▸ **Aim of the task**:
Select each line in the records below that includes the word "dark", and copy those lines out.
## BEGIN Input rows
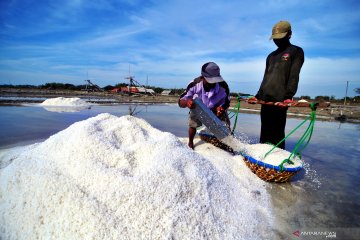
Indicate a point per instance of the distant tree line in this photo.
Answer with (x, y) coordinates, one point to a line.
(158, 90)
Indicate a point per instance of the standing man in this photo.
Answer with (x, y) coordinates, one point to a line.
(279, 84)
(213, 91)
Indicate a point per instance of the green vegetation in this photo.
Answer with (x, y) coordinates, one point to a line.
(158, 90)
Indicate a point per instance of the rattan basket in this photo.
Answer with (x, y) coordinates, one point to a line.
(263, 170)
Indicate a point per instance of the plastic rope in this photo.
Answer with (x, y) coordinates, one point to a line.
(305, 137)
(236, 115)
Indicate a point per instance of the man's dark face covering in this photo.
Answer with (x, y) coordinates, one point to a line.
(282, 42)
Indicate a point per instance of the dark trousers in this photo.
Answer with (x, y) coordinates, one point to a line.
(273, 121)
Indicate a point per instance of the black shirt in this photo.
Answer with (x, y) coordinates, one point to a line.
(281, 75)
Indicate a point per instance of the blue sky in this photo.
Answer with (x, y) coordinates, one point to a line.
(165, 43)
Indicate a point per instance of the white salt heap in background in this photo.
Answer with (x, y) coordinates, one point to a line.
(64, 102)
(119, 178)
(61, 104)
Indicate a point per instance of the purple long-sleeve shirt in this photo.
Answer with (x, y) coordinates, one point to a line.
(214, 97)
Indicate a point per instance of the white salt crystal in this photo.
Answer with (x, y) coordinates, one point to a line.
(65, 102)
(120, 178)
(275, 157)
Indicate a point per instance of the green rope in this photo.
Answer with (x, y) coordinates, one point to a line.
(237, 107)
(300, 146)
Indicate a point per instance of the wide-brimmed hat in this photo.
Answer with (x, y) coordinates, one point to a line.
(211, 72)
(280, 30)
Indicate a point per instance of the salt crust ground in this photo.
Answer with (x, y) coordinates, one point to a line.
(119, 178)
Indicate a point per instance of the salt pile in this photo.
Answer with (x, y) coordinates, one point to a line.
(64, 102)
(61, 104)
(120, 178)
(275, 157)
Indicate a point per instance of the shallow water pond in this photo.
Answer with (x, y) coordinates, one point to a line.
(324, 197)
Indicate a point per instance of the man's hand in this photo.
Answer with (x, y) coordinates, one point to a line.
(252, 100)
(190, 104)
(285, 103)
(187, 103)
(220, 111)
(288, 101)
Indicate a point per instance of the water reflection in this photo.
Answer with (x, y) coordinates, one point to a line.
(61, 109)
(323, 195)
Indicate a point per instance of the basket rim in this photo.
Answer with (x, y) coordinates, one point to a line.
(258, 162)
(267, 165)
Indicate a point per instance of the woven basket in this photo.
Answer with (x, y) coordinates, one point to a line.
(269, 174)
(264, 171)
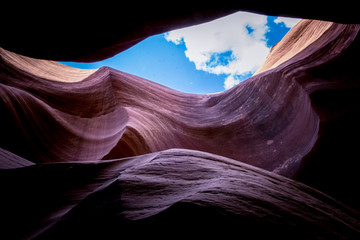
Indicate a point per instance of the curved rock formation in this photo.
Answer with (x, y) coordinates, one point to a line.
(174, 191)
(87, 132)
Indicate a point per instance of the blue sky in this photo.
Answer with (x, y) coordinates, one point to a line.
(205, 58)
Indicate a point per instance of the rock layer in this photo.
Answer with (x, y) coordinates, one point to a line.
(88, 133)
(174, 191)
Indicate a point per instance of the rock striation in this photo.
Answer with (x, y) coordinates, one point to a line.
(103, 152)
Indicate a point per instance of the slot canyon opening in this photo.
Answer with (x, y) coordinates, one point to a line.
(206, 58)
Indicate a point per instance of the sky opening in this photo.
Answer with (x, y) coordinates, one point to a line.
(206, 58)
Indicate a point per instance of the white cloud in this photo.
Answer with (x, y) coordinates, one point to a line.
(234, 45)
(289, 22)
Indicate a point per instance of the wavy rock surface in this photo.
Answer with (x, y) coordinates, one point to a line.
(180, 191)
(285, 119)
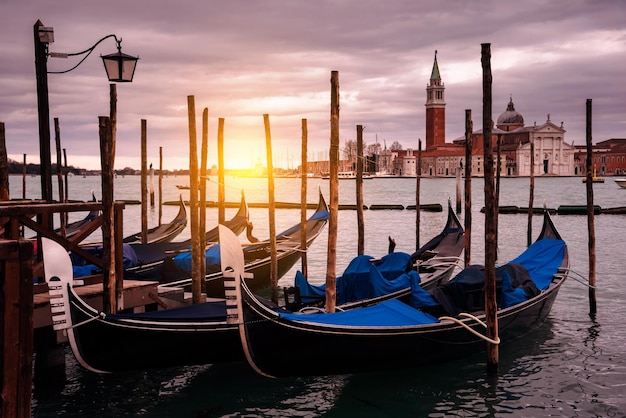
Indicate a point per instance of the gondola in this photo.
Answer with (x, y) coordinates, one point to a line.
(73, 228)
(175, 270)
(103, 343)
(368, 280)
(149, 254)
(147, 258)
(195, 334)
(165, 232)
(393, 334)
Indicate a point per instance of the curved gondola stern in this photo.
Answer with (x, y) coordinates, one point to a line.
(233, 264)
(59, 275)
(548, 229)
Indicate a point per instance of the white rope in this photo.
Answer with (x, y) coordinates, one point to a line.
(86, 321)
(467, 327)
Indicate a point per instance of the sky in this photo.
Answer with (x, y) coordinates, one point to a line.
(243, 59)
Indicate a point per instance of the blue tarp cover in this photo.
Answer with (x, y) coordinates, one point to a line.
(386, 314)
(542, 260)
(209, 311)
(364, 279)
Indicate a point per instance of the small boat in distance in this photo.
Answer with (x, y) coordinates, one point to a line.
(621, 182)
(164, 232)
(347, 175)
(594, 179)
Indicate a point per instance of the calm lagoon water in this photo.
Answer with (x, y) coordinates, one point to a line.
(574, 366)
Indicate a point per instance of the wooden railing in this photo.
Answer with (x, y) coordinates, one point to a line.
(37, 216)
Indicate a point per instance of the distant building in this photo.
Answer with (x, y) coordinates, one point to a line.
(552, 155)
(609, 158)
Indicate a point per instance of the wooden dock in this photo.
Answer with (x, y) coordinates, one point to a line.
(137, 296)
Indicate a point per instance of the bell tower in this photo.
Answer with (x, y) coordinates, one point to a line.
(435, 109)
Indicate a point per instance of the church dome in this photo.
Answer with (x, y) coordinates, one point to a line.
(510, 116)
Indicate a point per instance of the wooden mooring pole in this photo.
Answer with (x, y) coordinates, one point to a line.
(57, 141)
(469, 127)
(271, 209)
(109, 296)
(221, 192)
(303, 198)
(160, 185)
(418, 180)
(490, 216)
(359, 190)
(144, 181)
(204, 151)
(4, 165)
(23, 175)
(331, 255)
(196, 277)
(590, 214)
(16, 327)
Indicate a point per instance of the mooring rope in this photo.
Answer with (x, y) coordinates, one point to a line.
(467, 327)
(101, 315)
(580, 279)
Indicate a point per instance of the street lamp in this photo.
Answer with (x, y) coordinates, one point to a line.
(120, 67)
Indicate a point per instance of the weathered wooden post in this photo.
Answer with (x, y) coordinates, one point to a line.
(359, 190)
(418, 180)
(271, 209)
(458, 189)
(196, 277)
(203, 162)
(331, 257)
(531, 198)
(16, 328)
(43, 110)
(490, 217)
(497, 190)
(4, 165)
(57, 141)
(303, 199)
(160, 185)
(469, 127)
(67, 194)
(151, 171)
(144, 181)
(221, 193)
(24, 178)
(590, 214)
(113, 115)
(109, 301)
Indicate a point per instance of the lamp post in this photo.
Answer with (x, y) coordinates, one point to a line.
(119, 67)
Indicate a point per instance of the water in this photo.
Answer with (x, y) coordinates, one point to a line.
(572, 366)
## END Input rows
## BEGIN Input rows
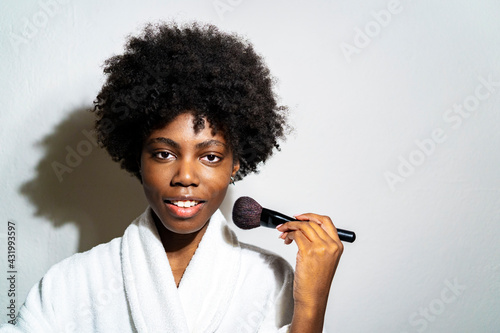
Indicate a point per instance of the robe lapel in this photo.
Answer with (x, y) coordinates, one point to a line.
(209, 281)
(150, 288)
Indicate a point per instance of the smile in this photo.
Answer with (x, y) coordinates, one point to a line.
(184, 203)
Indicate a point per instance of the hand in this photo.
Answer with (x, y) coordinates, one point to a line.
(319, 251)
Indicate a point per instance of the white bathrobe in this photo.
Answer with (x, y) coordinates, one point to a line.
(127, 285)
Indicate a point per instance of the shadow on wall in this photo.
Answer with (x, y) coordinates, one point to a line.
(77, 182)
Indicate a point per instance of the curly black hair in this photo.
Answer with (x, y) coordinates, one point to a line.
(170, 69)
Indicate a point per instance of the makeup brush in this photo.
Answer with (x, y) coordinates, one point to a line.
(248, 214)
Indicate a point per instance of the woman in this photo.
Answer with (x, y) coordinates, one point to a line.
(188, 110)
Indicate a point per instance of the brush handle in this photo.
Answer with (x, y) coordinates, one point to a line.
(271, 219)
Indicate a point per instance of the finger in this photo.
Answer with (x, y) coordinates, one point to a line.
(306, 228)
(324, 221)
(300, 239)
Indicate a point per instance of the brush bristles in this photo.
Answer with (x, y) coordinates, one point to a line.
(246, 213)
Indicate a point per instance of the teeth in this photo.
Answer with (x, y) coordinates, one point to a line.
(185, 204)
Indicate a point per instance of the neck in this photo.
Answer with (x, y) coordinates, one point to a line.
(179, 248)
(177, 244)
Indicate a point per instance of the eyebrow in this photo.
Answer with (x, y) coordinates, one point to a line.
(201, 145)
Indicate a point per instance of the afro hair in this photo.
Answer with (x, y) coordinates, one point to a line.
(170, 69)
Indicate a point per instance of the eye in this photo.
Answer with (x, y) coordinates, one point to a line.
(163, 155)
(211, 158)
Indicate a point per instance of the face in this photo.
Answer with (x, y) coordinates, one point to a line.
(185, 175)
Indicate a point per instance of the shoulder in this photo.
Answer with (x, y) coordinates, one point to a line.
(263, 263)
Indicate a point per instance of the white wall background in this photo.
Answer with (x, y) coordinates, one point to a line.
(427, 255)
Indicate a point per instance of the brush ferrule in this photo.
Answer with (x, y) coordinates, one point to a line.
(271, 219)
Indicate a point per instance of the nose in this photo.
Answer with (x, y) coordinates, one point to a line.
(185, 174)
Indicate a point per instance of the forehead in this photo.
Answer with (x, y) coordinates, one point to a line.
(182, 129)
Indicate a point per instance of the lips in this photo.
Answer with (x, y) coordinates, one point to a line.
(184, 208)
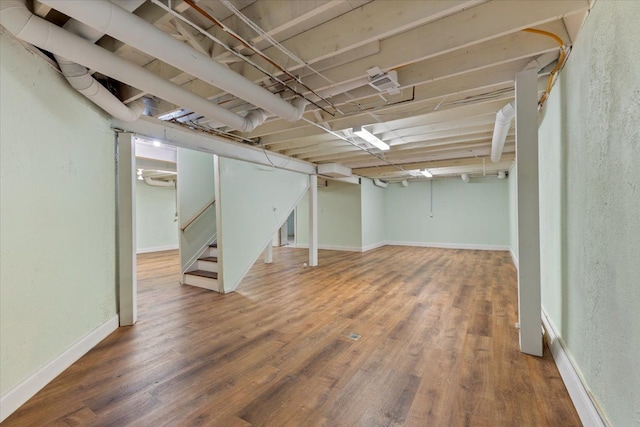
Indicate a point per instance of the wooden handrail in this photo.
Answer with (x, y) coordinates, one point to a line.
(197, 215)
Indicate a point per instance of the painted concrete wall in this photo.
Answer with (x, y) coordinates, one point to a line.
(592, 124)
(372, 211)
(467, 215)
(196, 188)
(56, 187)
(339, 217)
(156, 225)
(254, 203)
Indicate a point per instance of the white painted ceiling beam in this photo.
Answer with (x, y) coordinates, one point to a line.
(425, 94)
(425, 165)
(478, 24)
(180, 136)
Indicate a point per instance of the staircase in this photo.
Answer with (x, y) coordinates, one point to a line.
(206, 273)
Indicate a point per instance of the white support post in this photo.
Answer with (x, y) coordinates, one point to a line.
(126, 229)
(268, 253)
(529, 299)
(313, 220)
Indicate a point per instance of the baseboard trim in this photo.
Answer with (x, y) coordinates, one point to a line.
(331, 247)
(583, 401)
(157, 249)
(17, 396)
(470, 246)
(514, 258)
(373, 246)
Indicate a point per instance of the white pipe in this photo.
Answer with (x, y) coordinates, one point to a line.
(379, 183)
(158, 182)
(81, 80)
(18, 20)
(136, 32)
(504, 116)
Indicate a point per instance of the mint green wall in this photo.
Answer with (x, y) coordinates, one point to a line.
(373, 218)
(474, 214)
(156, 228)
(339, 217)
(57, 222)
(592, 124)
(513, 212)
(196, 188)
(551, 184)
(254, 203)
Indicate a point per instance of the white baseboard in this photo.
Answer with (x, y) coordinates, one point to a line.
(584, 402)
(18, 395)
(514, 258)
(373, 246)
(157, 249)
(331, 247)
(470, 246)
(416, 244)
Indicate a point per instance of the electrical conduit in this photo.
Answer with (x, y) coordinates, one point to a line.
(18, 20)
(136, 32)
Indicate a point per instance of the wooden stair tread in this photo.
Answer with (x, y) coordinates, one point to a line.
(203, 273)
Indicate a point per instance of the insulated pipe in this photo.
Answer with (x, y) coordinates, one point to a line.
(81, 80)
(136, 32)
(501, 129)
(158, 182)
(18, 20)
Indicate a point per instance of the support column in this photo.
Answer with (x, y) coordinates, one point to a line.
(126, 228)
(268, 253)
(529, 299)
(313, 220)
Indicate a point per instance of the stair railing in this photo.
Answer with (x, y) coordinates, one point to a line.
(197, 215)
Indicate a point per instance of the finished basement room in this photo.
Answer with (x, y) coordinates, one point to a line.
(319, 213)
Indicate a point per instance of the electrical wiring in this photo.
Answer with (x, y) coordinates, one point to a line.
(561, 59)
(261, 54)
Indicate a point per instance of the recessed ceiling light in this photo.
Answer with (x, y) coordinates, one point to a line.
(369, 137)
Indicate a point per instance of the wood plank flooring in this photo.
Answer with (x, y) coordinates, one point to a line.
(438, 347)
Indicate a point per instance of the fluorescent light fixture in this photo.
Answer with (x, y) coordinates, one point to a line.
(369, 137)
## END Input rows
## BEGIN Input rows
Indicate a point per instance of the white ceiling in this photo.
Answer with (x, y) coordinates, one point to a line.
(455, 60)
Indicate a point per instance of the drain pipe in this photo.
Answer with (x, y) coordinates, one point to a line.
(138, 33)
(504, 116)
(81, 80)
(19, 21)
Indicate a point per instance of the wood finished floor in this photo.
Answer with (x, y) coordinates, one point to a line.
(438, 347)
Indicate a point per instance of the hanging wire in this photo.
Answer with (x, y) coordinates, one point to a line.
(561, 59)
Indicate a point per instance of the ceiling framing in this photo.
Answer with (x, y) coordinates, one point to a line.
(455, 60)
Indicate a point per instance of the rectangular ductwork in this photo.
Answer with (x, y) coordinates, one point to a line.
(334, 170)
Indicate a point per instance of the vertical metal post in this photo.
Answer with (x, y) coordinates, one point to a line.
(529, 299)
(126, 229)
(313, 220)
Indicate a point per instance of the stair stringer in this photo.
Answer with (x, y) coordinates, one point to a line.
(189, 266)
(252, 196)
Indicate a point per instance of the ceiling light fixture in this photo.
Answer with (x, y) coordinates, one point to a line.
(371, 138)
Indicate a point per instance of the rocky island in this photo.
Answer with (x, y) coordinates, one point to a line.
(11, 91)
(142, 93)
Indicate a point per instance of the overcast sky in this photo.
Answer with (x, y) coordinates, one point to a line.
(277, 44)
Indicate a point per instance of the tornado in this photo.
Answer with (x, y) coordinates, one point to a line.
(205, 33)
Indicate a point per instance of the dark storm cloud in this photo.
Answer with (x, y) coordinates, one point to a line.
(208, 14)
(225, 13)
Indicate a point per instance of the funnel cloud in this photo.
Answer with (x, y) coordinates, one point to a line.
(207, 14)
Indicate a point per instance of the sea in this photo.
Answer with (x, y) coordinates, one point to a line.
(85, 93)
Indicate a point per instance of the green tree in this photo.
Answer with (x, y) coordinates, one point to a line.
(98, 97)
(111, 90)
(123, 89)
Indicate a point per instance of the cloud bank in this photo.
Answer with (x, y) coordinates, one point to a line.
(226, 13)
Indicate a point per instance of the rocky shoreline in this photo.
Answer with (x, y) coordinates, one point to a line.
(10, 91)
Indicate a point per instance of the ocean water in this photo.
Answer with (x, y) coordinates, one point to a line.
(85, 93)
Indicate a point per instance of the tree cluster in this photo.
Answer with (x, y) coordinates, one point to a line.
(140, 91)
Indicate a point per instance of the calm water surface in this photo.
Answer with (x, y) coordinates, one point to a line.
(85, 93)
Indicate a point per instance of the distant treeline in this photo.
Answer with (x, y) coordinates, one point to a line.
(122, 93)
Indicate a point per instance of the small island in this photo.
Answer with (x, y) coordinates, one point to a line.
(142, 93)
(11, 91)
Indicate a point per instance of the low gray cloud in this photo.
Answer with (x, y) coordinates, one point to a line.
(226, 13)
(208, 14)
## END Input rows
▸ **Solution for this problem**:
Indicate a point per instance of the man's dark face covering in this photo.
Indicate a point per instance of the dark trousers in this photo.
Indicate a point per instance of the dark storm cloud in this photo.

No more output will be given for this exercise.